> [Source document]

As mentioned above, “[p]rosecutors may ․ create a scenario of the crime committed as long as the record contains sufficient evidence from which the scenario is reasonably inferable.” Frye, 341 N.C. at 498 (citation omitted).
When explaining our statutory rape statute and specifically how the statute does not require the emission of semen, the prosecutor argued:
Remember [when] [the victim] said [Defendant] would go into the bathroom after [the sexual abuse]? I submit to you that that's [why] [Defendant] was going in the bathroom because he would be in there for a while.
He'd get started with [the victim], get to the point where he needed to stop and not fully penetrate her, and he would go into the bathroom and finish the job.
The victim testified that after Defendant would attempt to penetrate the victim, Defendant would leave the victim and her sisters’ bedroom to go into the bathroom before going back into his own room. Although the victim testified she did not hear what Defendant did while in the bathroom, she testified Defendant “was in there for a while.” Also, at no point did the victim testify that Defendant ejaculated while sexually abusing her, but rather that Defendant would eventually leave after the victim began to resist the abuse. Considering these facts together, it could be reasonably inferred that, following the sexual abuse of the victim, Defendant masturbated in the bathroom. The reasonableness of this inference can be seen by the fact that Defendant's counsel came to a similar conclusion when attempting to undermine the State's investigatory steps during closing arguments:
It could have been easy to get a search warrant to search [Defendant's] apartment to see if there was anything there.
․
If a person had engaged in the sexual activity that's alleged here, it's likely, or I would contend that it's likely that if a search warrant was executed, you might be able to find some evidence of a person cleaning up after that sexual activity, trying to clean themselves off.
[The victim's] testimony was that he would go to the bathroom after their encounters. It's reasonable to assume there might have been a chance to find something there, but we'll never know because that wasn't done.
(Emphasis added.)
Accordingly, we conclude the factual scenario the prosecutor argued was premised on reasonable inferences from the evidence. Thus, the trial court's failure to intervene ex mero motu was not error because this argument was not improper.
d. The Victim's Use of the Word “Vagina”
Finally, Defendant takes issue with the portion of the prosecutor's closing argument in which she sought to undercut potential causes of the victim's bacterial vaginosis. We disagree.

> [Data extract]
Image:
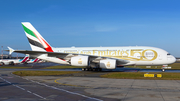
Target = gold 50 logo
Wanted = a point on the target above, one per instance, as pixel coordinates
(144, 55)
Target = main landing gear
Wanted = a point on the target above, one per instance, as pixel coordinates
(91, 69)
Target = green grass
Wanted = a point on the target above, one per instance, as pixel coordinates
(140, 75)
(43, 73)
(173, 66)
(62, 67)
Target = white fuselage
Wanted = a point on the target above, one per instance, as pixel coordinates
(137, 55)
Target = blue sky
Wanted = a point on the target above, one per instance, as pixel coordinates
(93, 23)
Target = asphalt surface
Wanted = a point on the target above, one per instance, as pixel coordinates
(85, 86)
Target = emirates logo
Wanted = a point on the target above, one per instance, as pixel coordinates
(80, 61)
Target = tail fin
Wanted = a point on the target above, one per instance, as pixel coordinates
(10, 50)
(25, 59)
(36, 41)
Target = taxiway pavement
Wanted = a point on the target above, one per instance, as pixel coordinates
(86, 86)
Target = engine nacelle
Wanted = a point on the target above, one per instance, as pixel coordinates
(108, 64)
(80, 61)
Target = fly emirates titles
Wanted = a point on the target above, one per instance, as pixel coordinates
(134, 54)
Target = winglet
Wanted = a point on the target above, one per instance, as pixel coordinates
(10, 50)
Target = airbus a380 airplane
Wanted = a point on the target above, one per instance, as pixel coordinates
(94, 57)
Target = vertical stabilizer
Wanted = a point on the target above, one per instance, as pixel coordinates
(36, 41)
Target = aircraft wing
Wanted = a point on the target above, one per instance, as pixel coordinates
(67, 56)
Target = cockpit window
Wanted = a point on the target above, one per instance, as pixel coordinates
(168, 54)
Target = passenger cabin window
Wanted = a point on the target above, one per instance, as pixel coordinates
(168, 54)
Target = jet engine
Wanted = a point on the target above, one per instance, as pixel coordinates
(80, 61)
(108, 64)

---

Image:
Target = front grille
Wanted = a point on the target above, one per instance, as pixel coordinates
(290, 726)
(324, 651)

---

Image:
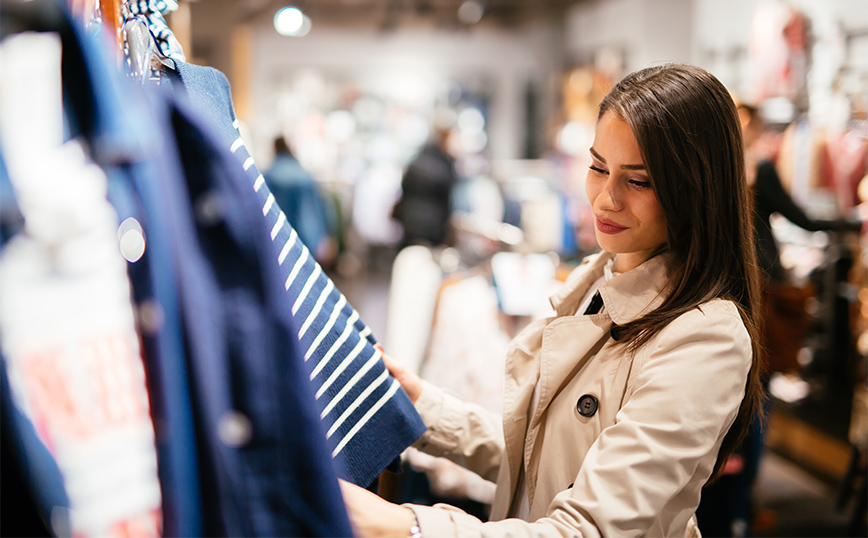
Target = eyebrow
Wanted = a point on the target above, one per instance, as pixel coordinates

> [Problem to work on] Update the passage of the text on the prosecutor's closing argument starting at "(Emphasis added.)" and ending at "was not improper.", changing "trial court" to "lower court".

> [Task solution]
(Emphasis added.)
Accordingly, we conclude the factual scenario the prosecutor argued was premised on reasonable inferences from the evidence. Thus, the lower court's failure to intervene ex mero motu was not error because this argument was not improper.